* BEGIN *
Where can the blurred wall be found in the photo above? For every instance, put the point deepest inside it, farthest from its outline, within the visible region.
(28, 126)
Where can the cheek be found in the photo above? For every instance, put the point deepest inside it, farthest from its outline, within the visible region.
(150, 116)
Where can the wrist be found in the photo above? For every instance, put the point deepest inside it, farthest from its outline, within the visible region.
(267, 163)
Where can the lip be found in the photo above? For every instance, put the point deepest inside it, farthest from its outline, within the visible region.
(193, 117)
* END *
* BEGIN *
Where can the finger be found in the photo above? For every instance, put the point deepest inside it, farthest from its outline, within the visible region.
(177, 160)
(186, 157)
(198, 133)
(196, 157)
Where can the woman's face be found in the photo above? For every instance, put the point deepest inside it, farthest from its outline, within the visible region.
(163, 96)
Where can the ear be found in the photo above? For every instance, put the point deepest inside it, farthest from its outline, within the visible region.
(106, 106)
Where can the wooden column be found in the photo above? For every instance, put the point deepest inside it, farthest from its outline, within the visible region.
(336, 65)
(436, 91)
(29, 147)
* END *
Direction =
Which lines of the material above contain the string "wrist"? Extract each of them in full.

Reply =
Where can the wrist be found in the photo above? For every instance, put the point deepest inside it, farthest from its outline, within the visible region.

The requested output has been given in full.